What was it like? I'm considering a trip there on Saturday


----------



## andrewc (Sep 22, 2015)

Interesting enough, though he's not really my cup of tea.  There is a decent review here (and lots of other good stuff) Jackson Pollock at Tate Liverpool: wrestling with a blind spot  myself I enjoyed the DLA Piper Constellations exhibit more Art and artists: artworks   | Tate

For the OP's visit there will be another (smaller) Matisse exhibition Works to Know by Heart: Matisse in Focus | Tate


----------



## andrewc (Sep 22, 2015)

The Alternative Liverpool Bucketlist: 54 Things To Do Before You Die


----------



## andrewc (Sep 22, 2015)

Images from the Liverpool City Region - Page 505 - SkyscraperCity	 Pictures from Liverpool   (none of them are mine).	As the name implies that forum is dedicated to new buildings & architecture,  the thread is from the Liverpool sub-forum.


----------



## moonsi til (Dec 4, 2015)

I'm off there later today..


----------



## andrewc (Dec 4, 2015)

It's blowing a hoolie!  Hope you found a nice bar to snug up in.	 And tomorrow is going to be wet I'm afraid


----------



## moonsi til (Dec 6, 2015)

We had a splendid time in Liverpool, we walked everywhere bar our organised tour so got around a few streets.

Friday: we were going to eat at Remora's a fab looking Indian next door to our hotel but last minute changed our minds and went to Hope & Anchor pub. Change of plan due to noise as we wanted to chat. All good at the pub.

Saturday:had breakfast at The Brunch Club, tasty bircher museli then walk around Albert Dock then 2 hour 'Magical Mystery Tour', back to Albert Dock for The Tate. Then had early dinner at wwwvinealiverpool.co.uk was just the perfect place. Then we did some shopping and onto The Cavern which had a great atmosphere.

Sunday: it was raining! We ran into Bella Italia and had a scrumptious breakfast. Never been for breakfast there but really do reccomend. We saw a lot of wet Santa's who had taken part in the 5k Santa Dash. Then we went up St Johns Tower for a panoramic view which was spectacular. Then to The Anglican Cathedral and finished off with the amazing Art fair I think in The Walker building.

Will definitely be going back and recommending a visit to others.


----------

· · · ·

■ TASKS:
a - List every place the Dec 6, 2015 post in the Liverpool thread says the group went on Sunday.
b - Rewrite the Liverpool thread starting with "## moonsi til (Dec 6, 2015)" and going on through "a great atmosphere.", with "Albert Dock" changed to "Royal Albert Dock".
The records come from a different source than the Liverpool thread.

· · · ·

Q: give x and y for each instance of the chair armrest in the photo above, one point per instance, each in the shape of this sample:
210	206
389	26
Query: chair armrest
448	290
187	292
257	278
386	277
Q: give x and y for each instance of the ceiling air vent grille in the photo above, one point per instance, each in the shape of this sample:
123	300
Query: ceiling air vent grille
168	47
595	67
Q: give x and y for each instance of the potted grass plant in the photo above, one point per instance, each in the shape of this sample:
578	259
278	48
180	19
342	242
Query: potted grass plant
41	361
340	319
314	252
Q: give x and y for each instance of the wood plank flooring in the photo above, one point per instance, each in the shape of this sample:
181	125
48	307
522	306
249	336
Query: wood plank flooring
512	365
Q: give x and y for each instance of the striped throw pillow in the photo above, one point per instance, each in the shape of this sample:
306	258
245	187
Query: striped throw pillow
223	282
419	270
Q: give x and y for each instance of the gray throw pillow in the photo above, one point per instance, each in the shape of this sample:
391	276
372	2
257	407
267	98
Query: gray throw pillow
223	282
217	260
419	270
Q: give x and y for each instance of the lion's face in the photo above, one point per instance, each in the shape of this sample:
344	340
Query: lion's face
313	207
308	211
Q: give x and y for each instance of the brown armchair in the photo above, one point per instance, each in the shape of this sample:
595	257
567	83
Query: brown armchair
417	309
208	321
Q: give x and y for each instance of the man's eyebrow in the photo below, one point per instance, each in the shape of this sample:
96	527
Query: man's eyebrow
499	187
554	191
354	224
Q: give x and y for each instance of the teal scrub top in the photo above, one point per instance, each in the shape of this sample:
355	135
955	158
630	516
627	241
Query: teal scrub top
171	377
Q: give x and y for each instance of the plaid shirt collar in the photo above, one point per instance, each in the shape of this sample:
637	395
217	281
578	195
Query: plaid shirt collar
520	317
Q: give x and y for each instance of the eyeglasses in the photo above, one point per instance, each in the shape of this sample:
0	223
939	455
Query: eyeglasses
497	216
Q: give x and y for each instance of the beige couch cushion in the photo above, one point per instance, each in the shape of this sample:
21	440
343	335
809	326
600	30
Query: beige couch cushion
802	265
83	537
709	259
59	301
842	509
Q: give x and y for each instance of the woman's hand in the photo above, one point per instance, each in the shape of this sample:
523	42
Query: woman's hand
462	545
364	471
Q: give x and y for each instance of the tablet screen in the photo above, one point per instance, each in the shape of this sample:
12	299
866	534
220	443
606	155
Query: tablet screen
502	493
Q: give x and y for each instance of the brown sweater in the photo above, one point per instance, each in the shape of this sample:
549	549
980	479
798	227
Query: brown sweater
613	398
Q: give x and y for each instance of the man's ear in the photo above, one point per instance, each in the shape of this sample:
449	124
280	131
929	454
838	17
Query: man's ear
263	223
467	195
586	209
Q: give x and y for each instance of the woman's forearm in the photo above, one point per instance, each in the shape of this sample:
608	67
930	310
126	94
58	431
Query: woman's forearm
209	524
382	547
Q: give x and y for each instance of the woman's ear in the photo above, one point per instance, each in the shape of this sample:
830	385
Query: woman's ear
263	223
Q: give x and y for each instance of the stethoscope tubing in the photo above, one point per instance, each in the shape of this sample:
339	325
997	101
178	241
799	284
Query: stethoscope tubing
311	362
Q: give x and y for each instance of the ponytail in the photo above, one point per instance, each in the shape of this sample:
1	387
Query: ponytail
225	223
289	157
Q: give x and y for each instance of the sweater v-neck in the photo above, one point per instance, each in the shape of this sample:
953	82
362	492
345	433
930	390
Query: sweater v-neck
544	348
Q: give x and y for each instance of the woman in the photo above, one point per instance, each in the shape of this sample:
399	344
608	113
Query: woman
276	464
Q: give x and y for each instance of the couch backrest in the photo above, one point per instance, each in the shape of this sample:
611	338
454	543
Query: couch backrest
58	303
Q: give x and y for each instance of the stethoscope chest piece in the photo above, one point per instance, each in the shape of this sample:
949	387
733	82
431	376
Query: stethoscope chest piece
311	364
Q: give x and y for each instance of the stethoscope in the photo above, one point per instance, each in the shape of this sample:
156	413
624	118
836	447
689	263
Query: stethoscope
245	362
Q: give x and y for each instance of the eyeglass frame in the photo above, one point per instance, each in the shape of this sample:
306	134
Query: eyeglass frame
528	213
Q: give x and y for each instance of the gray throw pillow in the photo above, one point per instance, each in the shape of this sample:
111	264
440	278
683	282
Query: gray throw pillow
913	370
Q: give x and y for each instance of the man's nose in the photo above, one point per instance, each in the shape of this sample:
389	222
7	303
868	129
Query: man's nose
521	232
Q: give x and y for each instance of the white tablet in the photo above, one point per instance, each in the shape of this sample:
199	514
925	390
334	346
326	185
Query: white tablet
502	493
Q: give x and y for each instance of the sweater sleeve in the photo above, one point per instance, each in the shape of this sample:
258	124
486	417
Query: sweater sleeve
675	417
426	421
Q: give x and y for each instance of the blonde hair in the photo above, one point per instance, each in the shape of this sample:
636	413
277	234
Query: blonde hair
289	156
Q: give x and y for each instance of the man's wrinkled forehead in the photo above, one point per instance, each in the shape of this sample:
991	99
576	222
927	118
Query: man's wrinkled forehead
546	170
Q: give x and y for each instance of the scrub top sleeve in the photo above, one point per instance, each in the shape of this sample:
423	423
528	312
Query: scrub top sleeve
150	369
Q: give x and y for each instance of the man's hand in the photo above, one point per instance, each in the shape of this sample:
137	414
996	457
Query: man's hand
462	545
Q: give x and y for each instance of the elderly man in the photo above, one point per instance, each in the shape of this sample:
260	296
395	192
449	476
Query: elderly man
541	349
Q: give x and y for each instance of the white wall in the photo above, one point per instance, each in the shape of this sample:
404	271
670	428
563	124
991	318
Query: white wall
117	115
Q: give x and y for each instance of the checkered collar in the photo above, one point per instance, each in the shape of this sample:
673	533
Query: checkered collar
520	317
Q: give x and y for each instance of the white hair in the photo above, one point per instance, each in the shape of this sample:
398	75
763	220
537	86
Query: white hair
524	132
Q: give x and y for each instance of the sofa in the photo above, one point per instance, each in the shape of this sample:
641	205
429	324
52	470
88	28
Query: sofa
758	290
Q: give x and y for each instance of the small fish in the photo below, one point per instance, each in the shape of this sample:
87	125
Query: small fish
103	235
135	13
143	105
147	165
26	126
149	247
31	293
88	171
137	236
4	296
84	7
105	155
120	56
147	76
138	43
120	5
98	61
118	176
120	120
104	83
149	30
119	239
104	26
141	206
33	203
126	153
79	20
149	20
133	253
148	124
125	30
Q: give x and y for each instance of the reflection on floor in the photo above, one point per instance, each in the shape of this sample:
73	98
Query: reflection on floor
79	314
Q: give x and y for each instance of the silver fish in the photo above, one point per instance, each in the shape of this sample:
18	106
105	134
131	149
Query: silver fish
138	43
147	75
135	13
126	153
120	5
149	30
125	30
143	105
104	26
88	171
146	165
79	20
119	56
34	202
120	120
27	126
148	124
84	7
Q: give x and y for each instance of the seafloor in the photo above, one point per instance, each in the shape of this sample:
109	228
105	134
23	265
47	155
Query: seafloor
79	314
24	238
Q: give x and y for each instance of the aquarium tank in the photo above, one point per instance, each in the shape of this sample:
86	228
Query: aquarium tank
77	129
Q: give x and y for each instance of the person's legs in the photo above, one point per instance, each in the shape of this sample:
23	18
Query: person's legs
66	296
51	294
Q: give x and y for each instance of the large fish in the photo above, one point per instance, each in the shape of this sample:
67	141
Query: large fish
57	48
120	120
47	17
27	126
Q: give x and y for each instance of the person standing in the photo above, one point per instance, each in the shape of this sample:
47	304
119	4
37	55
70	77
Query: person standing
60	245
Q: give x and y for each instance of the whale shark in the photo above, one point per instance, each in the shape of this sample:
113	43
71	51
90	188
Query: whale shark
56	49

· · · ·

■ RESPONSES FOR EACH TASK:
a -
- Bella Italia
- St Johns Tower
- The Anglican Cathedral
- The Walker building

b -
## moonsi til (Dec 6, 2015)

We had a splendid time in Liverpool, we walked everywhere bar our organised tour so got around a few streets.

Friday: we were going to eat at Remora's a fab looking Indian next door to our hotel but last minute changed our minds and went to Hope & Anchor pub. Change of plan due to noise as we wanted to chat. All good at the pub.

Saturday:had breakfast at The Brunch Club, tasty bircher museli then walk around Royal Albert Dock then 2 hour 'Magical Mystery Tour', back to Royal Albert Dock for The Tate. Then had early dinner at wwwvinealiverpool.co.uk was just the perfect place. Then we did some shopping and onto The Cavern which had a great atmosphere.